• [Task statement]: Continue the review of Michael Port's history of the Office of Works below, starting right after its final sentence.

• [Supplied text]:
- - - -
The Great Exhibition held in London in 1851 was housed in a temporary prefabricated building of iron, wood and glass. Visitors to the exhibition would have found that the stock of the capital's permanent buildings for culture and administration was then limited to the recently rebuilt National Gallery, a single enfilade of rooms accommodated behind William Wilkins's inadequate facade to Trafalgar Square, and the British Museum, rather more substantially and satisfactorily housed in Bloomsbury. Parliament sat in its recently rebuilt palace, and part of the administration of Britain was carried out in Somerset House, the only purpose-built office building which the state had been able to commission. The rest was conducted in and around Whitehall in ad hoc collections of houses, occasionally united by knocking holes through the party walls, and hopelessly inefficient, ill lit and insanitary, and mostly leased or rented. The business of the War Office, for example, was conducted from 11 scattered offices.
The cost of these arrangements had begun to disturb the Treasury. Commissioning new civil government buildings sanctioned by Parliament was the responsibility of the Office of Works. With parliamentary records, correspondence and a profusion of illustrations and plans, Michael Port's history minutely describes the activities of this department in two periods, from 1851 to 1873, and from 1873 to 1915.
While by mid-century the location of the British Museum was well-established, its constituents were the result of a series of accidents and included antiquities, natural history specimens and books and prints. All these collections were growing so fast that, for example, large sculptures of Assyrian winged horses arriving from Nimrud had to be left unpacked in the shelter of Smirke's colonnade. The animal and vegetable specimens were eventually housed in the new Natural History Museum in South Kensington completed only in 1886. The National Gallery had an even more colourful history. Wilkins's building was despised, there was no room for expansion to the north, half of it was occupied by the Royal Academy, and attempts to get Members of Parliament to vote money for its expansion or removal to a new building on another site were met by eerily familiar questions as to whether it was proper for the state to support or sponsor the display of paintings, especially foreign ones.
The accommodation of the Foreign Office was felt to be inadequate, lacking in dignity, and looking increasingly poor compared with developments elsewhere in Europe, particularly in Paris. A competition for a block plan for new offices for the Foreign and new India Office on the site south of the Horse Guards and between Green Park and Whitehall was held in 1856-57. Using drawings and records Port is able to describe the confusion which resulted from the poor drafting of the competition's rules, and the fact that the state did not own all the land for which proposals were being invited. He shows George Gilbert Scott to have been a particularly sharp operator in abandoning his Gothic scheme, which had won third prize, for Palmerston's preferred Italian. Scott's appeal to the "Englishness" of Gothic, used later by G. E. Street in defending his Royal Courts of Justice, was met by Palmerston's comment: "The real aboriginal architecture of this country was mud huts and wicker wigwams."
- - - -
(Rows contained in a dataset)
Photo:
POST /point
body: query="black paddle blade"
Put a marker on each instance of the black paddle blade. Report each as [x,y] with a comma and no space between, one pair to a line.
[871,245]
- - - -
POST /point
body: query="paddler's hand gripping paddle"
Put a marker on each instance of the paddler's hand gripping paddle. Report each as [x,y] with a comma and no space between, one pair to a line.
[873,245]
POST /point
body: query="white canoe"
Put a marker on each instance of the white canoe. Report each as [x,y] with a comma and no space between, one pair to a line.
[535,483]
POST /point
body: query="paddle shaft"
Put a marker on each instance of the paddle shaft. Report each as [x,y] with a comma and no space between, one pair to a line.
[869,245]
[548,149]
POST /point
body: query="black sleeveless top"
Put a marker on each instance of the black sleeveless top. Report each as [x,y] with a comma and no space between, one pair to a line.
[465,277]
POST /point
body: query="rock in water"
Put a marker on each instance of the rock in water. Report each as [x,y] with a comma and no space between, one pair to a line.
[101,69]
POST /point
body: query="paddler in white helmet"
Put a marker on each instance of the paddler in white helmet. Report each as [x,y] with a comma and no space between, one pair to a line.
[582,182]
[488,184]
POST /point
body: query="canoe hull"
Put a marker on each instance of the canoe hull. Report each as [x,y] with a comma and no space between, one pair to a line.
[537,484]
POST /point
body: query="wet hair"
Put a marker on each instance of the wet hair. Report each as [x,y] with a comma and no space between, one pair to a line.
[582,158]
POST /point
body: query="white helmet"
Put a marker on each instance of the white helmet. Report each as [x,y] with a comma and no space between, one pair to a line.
- - - -
• [The output]:
The story of the commissioning of the last great Gothic building, the Royal Courts of Justice, finished in 1882, is similarly told in vivid detail: the competition, the changes of site from Carey Street to the Embankment and back again, the instructions of the Treasury to remove features which it thought expensive and gratuitous, the constant sniping by leaders in The Times at poor Street's planning and particularly at his design for the elevation to the Strand are all illustrated in plans and competition drawings.
In spite of the difficulties of Parliament in commissioning and providing funds for new government buildings, in the 65 years between the Great Exhibition and the outbreak of the first world war London had been equipped with many of the buildings required by a modern European state. The explicit celebration of empire was characteristically left to the public subscriptions which provided Aston Webb with the opportunity to design the Queen Victoria Memorial at one end of the Mall, and the Admiralty Arch at the other.
Port's authoritative and beautifully written study provides a remarkably detailed account of this extraordinary period, and forces a reassessment of Sir John Summerson's dismissal of much of Victorian building. The illustrations, especially the photographs of the interiors of buildings not usually accessible to the public, are particularly valuable, and the many plans illustrate how complex are the processes which finally bring about an important building or street.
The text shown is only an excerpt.